▸ **Material provided**:
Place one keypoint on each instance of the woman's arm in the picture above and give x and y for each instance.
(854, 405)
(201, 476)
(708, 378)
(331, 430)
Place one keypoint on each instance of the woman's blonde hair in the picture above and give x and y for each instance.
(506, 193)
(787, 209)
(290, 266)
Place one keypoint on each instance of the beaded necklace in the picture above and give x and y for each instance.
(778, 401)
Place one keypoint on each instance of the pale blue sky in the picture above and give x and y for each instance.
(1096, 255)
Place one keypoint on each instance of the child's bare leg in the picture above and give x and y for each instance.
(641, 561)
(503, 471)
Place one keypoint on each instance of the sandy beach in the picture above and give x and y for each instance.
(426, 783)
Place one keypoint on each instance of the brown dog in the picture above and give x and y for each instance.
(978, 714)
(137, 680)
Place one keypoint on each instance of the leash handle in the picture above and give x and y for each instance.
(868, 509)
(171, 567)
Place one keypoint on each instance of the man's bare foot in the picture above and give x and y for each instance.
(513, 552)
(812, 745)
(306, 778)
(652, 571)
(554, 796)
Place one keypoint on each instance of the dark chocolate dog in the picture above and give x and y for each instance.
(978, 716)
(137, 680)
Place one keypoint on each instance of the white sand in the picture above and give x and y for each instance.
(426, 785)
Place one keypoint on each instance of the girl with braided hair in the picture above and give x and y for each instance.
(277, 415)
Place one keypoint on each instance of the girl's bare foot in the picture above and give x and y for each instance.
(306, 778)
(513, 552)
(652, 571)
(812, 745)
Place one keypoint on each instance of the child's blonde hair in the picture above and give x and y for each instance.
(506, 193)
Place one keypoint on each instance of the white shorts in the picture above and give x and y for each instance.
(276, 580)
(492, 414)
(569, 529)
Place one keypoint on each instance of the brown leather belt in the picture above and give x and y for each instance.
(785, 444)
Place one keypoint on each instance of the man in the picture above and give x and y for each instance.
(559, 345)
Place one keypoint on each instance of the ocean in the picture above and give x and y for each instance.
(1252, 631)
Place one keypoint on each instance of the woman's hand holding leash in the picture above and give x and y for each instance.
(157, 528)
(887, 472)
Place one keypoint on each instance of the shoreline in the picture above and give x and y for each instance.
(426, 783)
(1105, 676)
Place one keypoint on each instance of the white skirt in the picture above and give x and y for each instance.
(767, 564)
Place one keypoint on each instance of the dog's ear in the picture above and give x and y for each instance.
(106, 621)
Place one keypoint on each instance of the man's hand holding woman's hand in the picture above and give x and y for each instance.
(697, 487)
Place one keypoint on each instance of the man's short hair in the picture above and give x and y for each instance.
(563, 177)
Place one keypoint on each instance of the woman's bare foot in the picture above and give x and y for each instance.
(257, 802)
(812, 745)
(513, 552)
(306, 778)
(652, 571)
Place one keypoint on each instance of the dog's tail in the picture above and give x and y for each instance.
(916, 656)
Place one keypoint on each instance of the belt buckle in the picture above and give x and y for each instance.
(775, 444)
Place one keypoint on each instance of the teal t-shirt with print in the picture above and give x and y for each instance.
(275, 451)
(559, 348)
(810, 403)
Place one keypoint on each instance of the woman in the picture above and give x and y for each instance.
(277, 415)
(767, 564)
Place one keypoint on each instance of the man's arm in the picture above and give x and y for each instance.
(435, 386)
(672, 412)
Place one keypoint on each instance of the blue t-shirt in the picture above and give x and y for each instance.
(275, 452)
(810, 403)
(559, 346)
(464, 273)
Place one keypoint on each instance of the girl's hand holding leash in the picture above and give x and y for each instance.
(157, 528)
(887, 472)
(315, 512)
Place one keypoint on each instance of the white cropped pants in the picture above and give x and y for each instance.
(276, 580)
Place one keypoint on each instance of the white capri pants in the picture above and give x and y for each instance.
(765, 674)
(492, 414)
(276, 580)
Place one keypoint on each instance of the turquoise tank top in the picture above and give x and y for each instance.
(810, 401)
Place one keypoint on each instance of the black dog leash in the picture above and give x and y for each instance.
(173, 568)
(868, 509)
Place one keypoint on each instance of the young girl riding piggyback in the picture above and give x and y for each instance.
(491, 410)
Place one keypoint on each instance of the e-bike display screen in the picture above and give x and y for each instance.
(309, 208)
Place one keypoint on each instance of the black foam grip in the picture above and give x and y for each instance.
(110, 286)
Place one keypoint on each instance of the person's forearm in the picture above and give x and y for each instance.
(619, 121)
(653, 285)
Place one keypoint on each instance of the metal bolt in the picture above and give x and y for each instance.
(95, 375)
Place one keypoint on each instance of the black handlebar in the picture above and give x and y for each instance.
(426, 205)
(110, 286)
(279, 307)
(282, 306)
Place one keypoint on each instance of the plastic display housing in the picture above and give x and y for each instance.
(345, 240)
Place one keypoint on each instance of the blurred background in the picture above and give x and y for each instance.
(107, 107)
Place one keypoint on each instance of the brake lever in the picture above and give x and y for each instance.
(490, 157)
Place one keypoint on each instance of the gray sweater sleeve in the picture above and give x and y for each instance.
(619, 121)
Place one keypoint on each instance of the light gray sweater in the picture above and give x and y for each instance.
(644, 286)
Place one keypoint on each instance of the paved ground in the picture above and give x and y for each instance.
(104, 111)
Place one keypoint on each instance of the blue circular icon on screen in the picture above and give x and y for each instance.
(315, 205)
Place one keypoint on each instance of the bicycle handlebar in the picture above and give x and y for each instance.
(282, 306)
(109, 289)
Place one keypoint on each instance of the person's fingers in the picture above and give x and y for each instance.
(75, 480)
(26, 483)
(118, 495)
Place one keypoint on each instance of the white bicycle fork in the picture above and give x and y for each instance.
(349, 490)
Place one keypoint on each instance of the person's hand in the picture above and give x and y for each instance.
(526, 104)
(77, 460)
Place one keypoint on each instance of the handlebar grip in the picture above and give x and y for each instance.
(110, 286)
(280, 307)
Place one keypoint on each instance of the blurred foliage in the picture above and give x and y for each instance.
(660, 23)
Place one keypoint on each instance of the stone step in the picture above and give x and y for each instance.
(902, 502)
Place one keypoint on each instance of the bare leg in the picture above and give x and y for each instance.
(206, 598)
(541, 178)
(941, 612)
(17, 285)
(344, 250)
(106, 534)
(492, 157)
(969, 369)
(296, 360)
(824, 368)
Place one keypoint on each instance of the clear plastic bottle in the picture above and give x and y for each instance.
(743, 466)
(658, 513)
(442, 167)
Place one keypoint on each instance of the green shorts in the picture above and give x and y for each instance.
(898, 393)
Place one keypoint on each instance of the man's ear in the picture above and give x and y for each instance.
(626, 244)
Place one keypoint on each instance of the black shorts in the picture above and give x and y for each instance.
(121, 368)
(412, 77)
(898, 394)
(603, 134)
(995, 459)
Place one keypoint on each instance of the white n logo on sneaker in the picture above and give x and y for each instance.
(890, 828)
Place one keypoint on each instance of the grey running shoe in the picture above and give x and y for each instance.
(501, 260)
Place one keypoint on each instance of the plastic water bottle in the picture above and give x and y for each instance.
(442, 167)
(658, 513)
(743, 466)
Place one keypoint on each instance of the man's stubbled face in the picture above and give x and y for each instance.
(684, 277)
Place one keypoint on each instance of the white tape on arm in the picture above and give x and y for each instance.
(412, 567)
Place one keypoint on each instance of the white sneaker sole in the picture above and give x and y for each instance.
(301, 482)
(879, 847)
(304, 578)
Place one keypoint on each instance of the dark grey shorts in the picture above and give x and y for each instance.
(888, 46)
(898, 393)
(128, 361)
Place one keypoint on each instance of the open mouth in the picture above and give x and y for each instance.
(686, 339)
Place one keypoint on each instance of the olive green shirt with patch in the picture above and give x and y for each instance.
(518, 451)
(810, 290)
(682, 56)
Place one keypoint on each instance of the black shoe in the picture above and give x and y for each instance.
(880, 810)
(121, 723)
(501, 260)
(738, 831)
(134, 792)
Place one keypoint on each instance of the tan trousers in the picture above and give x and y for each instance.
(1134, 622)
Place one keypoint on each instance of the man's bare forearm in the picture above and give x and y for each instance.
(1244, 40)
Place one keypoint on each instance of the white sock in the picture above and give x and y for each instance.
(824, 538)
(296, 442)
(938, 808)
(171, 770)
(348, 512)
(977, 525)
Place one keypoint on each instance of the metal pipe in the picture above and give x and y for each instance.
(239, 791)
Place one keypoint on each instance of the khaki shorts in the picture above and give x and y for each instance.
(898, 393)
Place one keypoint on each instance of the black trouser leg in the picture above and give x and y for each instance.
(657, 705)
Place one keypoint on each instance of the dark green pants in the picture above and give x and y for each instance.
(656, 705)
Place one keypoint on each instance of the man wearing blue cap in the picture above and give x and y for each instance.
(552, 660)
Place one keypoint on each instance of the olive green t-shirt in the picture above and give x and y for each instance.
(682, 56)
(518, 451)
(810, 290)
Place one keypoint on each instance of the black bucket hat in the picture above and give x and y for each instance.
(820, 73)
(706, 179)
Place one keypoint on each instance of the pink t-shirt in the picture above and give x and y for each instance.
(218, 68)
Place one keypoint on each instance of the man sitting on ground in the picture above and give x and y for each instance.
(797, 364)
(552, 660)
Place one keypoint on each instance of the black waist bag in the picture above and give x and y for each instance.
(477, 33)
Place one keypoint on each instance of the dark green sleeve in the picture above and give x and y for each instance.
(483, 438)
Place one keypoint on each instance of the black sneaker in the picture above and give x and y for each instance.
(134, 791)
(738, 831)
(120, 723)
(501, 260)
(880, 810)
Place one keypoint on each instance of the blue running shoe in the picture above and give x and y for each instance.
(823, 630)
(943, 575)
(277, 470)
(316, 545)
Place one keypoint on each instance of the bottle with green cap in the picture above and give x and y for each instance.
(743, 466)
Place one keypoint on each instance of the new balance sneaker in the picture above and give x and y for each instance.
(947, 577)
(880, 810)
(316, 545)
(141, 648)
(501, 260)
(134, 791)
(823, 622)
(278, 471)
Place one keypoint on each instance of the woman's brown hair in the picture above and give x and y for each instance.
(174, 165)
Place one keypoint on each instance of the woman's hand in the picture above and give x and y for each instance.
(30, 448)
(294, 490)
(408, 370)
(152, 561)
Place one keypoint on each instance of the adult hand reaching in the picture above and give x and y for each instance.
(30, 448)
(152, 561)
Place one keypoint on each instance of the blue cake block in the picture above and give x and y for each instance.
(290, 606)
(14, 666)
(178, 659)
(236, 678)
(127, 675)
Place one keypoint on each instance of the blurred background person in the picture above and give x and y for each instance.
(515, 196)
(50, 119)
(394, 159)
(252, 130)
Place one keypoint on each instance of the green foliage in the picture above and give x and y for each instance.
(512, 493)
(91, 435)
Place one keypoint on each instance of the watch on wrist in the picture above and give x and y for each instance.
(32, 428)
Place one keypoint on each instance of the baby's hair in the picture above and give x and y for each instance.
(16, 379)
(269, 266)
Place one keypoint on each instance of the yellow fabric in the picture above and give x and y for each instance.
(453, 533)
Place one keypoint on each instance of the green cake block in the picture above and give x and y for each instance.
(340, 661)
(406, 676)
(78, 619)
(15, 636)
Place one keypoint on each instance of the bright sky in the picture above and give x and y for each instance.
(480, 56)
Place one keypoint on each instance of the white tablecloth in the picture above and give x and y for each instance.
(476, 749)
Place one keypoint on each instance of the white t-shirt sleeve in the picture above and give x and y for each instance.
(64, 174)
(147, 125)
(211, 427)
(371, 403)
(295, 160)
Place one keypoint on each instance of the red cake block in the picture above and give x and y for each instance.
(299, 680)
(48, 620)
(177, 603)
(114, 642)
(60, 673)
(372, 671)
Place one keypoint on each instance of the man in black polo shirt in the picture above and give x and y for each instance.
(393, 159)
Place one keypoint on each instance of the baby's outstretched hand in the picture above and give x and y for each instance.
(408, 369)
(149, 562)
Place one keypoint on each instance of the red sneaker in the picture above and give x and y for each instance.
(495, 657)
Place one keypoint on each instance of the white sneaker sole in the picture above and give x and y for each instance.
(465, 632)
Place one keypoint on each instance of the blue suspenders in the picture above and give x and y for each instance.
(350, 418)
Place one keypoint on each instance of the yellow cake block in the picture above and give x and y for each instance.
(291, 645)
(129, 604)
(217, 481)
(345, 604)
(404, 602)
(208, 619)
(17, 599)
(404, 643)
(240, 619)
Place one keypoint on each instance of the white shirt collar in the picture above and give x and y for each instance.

▸ **Problem details**: Everything from the line with "Place one keypoint on each instance of the red cake" to the end of the listing above needs to be duplicated exactly, both end lines included, with nothing more.

▸ **Solution for this exercise**:
Place one keypoint on each instance of the red cake block in the picture above and give x and y for each instance.
(299, 680)
(48, 620)
(177, 603)
(114, 642)
(60, 673)
(372, 671)
Place one keypoint on each instance of the man in black polo shirt in the picture above and give x and y for each instance.
(393, 159)
Place one keypoint on each instance of the baby's outstretched hand in the picture above and give x and y for each instance.
(408, 369)
(149, 562)
Place one keypoint on each instance of the red sneaker in the picture above and give x and y for each instance.
(495, 657)
Place one keypoint on each instance of the white sneaker sole in the picture above and give x and y for each instance.
(465, 632)
Place one keypoint on each instance of the blue suspenders in the picture above and give x and y for each instance.
(350, 418)
Place one keypoint on each instance of the yellow cake block in the picture above and give x and y for each instance.
(291, 645)
(129, 604)
(217, 481)
(345, 604)
(404, 602)
(208, 619)
(17, 599)
(404, 643)
(240, 619)
Place one keypoint on each instance of the white shirt collar in the picture above and give x and y for each instance.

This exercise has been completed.